PAGE EXTRACT Block Start

ERROR: Invalid requirement: '#'


In [9]:
# importing the necessary modules we will use in out project
import requests
import pandas as pd
import os
from bs4 import BeautifulSoup

#### The URLs which we will use 

In [11]:
github_topics_url = "https://github.com/topics"  # github topics page URL
git_base_url = "https://github.com" # github official base URL

## Scrape the list of topics from Github

To scrape the list of topics from a GitHub page, we'll:

* Use the requests library to download the page.
* Use BeautifulSoup (BS4) to parse and extract the information.
* Convert the extracted information to a Pandas DataFrame for easier manipulation.
  
Let's write a function to download the page.

In [13]:
def get_url_page(topic_url):
    # Dowload the web-page info
    response = requests.get(topic_url)
    # check for any Exception and catch it
    if response.status_code != 200:
        raise Exception('Failed to Load page.')
        
    # Use soup to parse page html info and return soup
    topic_soup = BeautifulSoup(response.text,'html.parser')
    return topic_soup

The get_url_page function downloads the HTML content of a specified web page using its URL and parses it using BeautifulSoup. If the page fails to load, the function raises an exception. The result is a BeautifulSoup object that represents the parsed HTML, which can be used for further data extraction and manipulation.

In [15]:
def get_topic_titles(soup):
    """
    Extracts the titles of topics from the parsed HTML content.

    Parameters:
    soup (BeautifulSoup): The BeautifulSoup object containing the parsed HTML content.

PAGE EXTRACT Block End

*PROBLEM:* Print the part of the GitHub scraping notebook starting with "#### The URLs" and going on through "library to download the page.". These records have nothing to do with the GitHub scraping notebook above.

DATA EXTRACTS Block Start

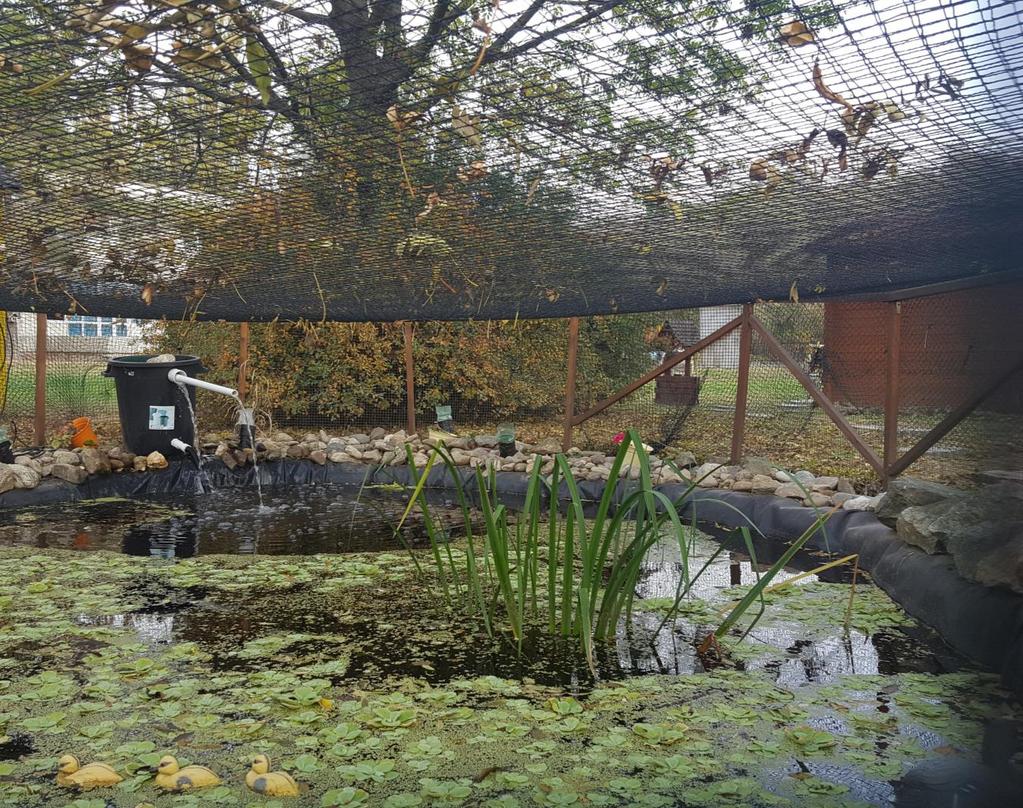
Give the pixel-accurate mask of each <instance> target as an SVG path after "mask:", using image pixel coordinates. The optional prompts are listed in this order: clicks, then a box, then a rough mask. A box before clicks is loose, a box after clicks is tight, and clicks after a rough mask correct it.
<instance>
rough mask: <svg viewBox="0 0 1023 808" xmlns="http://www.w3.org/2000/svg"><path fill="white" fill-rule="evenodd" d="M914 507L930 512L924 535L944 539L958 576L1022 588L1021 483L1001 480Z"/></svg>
mask: <svg viewBox="0 0 1023 808" xmlns="http://www.w3.org/2000/svg"><path fill="white" fill-rule="evenodd" d="M941 505H944V507H941ZM917 507H923V508H925V509H926V510H927V511H929V514H930V517H931V518H930V519H929V520H928V521H927V522H926V525H925V527H926V530H927V533H928V535H929V537H932V538H935V539H937V540H941V539H943V541H944V545H945V547H946V548H947V550H948V552H949V553H951V555H952V559H953V560H954V563H955V569H957V570H958V571H959V574H960V575H962V576H963V577H964V578H967V579H969V580H971V581H976V582H977V583H980V584H983V585H985V586H1004V587H1008V588H1010V589H1012V590H1014V591H1016V592H1023V486H1020V485H1018V484H1016V483H999V484H996V485H992V486H987V487H986V488H983V489H980V490H979V491H976V492H971V493H970V494H969V495H968V496H960V497H954V498H952V499H951V500H946V501H945V502H944V503H932V504H931V505H923V506H917ZM908 510H909V508H905V510H903V511H902V514H903V515H904V514H905V513H906V511H908ZM918 515H919V511H917V512H915V513H910V515H909V519H910V520H911V519H914V518H915V517H918ZM925 515H926V514H925ZM917 521H918V522H919V521H920V520H917Z"/></svg>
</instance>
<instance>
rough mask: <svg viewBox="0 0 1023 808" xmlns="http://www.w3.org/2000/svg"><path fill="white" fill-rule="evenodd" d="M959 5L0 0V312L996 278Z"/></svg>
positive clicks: (1008, 91)
mask: <svg viewBox="0 0 1023 808" xmlns="http://www.w3.org/2000/svg"><path fill="white" fill-rule="evenodd" d="M1021 62H1023V30H1021V28H1020V23H1019V19H1018V18H1017V12H1016V9H1015V8H1014V4H1013V3H1011V2H1003V3H999V2H984V0H976V1H975V0H969V1H968V0H891V2H887V1H885V0H847V1H846V2H838V1H837V0H836V1H834V2H833V1H831V0H824V2H814V3H807V4H802V3H789V2H782V1H779V2H775V1H774V0H687V1H684V2H670V1H669V0H641V1H640V2H614V1H611V0H609V1H607V2H594V1H593V0H577V1H576V0H568V1H567V2H562V3H558V4H551V3H545V2H541V1H540V0H532V1H527V0H516V1H515V2H511V0H501V2H498V1H497V0H488V2H480V1H476V2H457V1H456V0H103V1H96V0H92V2H85V3H82V2H62V1H59V0H58V1H57V2H50V3H38V2H32V1H31V0H25V1H24V2H23V1H21V0H10V2H7V3H5V4H4V15H3V17H2V19H0V217H2V224H0V279H2V280H0V308H5V309H16V310H39V311H46V312H49V313H54V314H55V313H63V312H71V313H79V314H91V315H103V316H129V317H147V318H151V317H161V316H166V317H169V318H197V319H227V320H236V321H237V320H272V319H274V318H278V317H279V318H281V319H299V318H307V319H316V320H395V319H468V318H499V319H510V318H516V317H523V318H525V317H559V316H569V315H580V314H606V313H626V312H641V311H653V310H667V309H677V308H686V307H692V306H705V305H716V304H724V303H740V302H749V301H754V300H757V299H765V300H771V299H774V300H777V299H790V298H801V299H807V298H812V297H816V298H825V299H828V298H834V299H838V298H848V297H850V296H856V295H861V294H864V293H871V291H879V290H881V291H894V290H897V289H900V288H905V287H910V286H918V285H922V284H927V283H932V282H936V281H942V280H952V279H959V278H966V277H971V276H974V275H982V274H986V273H995V272H1015V271H1018V270H1019V269H1020V268H1021V267H1023V261H1021V260H1020V259H1021V253H1023V238H1021V236H1023V182H1021V180H1023V158H1021V156H1020V155H1019V148H1018V142H1019V138H1020V135H1021V130H1023V123H1021V116H1020V113H1021V109H1023V90H1021V85H1020V77H1019V68H1020V63H1021Z"/></svg>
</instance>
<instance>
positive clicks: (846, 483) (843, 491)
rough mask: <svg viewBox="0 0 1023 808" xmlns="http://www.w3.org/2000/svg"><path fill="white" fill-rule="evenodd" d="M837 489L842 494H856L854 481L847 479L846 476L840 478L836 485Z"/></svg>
mask: <svg viewBox="0 0 1023 808" xmlns="http://www.w3.org/2000/svg"><path fill="white" fill-rule="evenodd" d="M835 490H836V491H838V492H839V493H840V494H855V493H856V489H855V488H853V487H852V483H850V482H849V481H848V480H846V479H845V478H844V477H840V478H839V479H838V485H836V486H835Z"/></svg>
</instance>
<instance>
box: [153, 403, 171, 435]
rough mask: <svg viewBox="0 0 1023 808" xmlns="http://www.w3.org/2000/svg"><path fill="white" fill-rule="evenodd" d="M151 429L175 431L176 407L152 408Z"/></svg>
mask: <svg viewBox="0 0 1023 808" xmlns="http://www.w3.org/2000/svg"><path fill="white" fill-rule="evenodd" d="M149 429H150V430H173V429H174V407H173V405H172V406H159V407H157V406H150V407H149Z"/></svg>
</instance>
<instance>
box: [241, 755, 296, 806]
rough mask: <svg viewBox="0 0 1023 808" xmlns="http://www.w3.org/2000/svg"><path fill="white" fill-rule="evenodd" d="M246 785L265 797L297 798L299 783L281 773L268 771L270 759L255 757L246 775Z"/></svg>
mask: <svg viewBox="0 0 1023 808" xmlns="http://www.w3.org/2000/svg"><path fill="white" fill-rule="evenodd" d="M246 785H248V787H249V788H250V789H251V790H252V791H254V792H256V794H262V795H264V796H266V797H298V796H299V783H297V782H296V781H295V778H294V777H292V775H291V774H287V773H286V772H283V771H270V758H268V757H267V756H266V755H257V756H256V757H255V758H253V765H252V768H251V769H250V770H249V773H248V774H247V775H246Z"/></svg>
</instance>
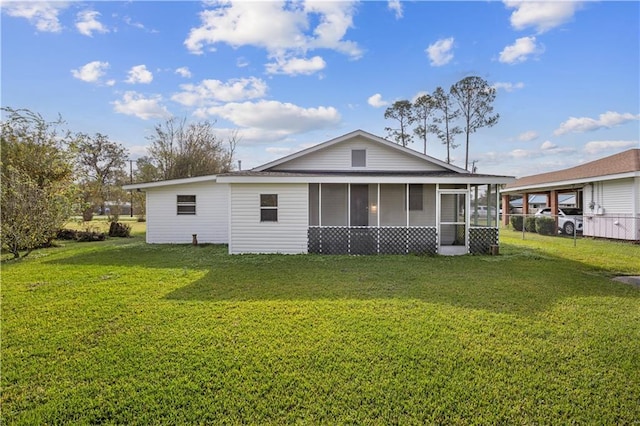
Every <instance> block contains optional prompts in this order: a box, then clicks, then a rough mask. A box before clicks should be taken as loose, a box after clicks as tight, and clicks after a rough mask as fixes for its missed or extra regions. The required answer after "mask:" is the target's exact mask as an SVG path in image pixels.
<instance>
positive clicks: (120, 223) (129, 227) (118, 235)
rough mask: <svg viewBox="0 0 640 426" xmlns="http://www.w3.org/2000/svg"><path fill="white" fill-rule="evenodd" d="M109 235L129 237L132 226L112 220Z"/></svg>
mask: <svg viewBox="0 0 640 426" xmlns="http://www.w3.org/2000/svg"><path fill="white" fill-rule="evenodd" d="M109 236H110V237H123V238H128V237H130V236H131V226H129V225H125V224H124V223H120V222H111V225H109Z"/></svg>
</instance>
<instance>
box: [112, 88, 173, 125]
mask: <svg viewBox="0 0 640 426" xmlns="http://www.w3.org/2000/svg"><path fill="white" fill-rule="evenodd" d="M161 102H162V97H161V96H160V95H154V96H152V97H149V98H145V97H144V96H143V95H142V94H140V93H137V92H133V91H129V92H125V93H124V95H123V96H122V100H117V101H114V102H112V104H113V109H114V111H115V112H119V113H121V114H126V115H133V116H135V117H138V118H141V119H143V120H148V119H150V118H169V117H170V116H171V114H170V113H169V111H168V110H167V108H166V107H165V106H163V105H162V104H161Z"/></svg>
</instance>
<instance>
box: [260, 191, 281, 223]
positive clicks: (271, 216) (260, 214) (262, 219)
mask: <svg viewBox="0 0 640 426" xmlns="http://www.w3.org/2000/svg"><path fill="white" fill-rule="evenodd" d="M277 221H278V194H260V222H277Z"/></svg>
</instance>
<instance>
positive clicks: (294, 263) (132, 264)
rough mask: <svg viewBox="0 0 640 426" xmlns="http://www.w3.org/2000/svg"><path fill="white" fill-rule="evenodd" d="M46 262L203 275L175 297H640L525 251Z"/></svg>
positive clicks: (596, 271) (199, 252)
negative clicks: (387, 254)
mask: <svg viewBox="0 0 640 426" xmlns="http://www.w3.org/2000/svg"><path fill="white" fill-rule="evenodd" d="M52 262H53V263H60V264H73V265H78V266H88V267H90V266H91V265H114V266H115V265H117V266H121V267H125V268H126V267H139V268H150V269H153V268H180V269H184V268H187V269H197V270H206V271H207V272H206V274H205V275H204V276H203V277H202V278H200V279H198V280H196V281H194V282H191V283H190V284H188V285H185V286H183V287H181V288H178V289H176V290H174V291H172V292H170V293H168V294H167V295H166V296H165V299H166V300H171V301H210V302H222V301H232V302H241V301H296V300H303V301H309V300H396V301H398V300H399V301H402V300H405V301H408V300H420V301H424V302H430V303H438V304H447V305H453V306H459V307H463V308H472V309H483V310H488V311H492V312H504V313H517V314H533V313H536V312H539V311H541V310H545V309H547V308H549V307H550V306H552V305H554V304H556V303H557V302H558V301H559V300H562V299H565V298H571V297H590V296H593V297H598V296H614V297H636V298H639V299H640V290H639V289H637V288H632V287H630V286H626V285H624V284H618V283H615V282H613V281H611V280H610V279H609V278H607V277H606V276H605V274H604V273H603V271H597V270H594V269H592V268H589V267H588V266H586V265H584V264H581V263H579V262H575V261H567V260H566V259H561V258H556V257H552V256H548V255H540V254H538V253H536V252H535V251H534V250H526V249H517V250H512V252H511V253H508V254H503V255H500V256H497V257H490V256H461V257H444V256H433V257H424V256H412V255H410V256H327V255H324V256H323V255H234V256H232V255H228V254H226V247H224V246H208V247H192V246H188V245H174V246H148V245H132V246H123V247H114V248H112V249H109V250H104V251H99V252H91V253H86V254H78V255H75V256H72V257H69V258H66V259H61V260H56V261H52ZM138 273H139V271H138ZM153 274H154V272H153V271H150V272H149V276H150V279H151V278H152V276H153Z"/></svg>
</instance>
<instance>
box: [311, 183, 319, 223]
mask: <svg viewBox="0 0 640 426" xmlns="http://www.w3.org/2000/svg"><path fill="white" fill-rule="evenodd" d="M319 195H320V185H319V184H317V183H310V184H309V226H318V225H319V224H320V223H319V218H320V211H319V210H318V209H319V207H320V199H319V198H318V197H319Z"/></svg>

DATA EXTRACTS Block End

*OUTPUT FOR THIS TASK:*
#### The URLs which we will use 

In [11]:
github_topics_url = "https://github.com/topics"  # github topics page URL
git_base_url = "https://github.com" # github official base URL

## Scrape the list of topics from Github

To scrape the list of topics from a GitHub page, we'll:

* Use the requests library to download the page.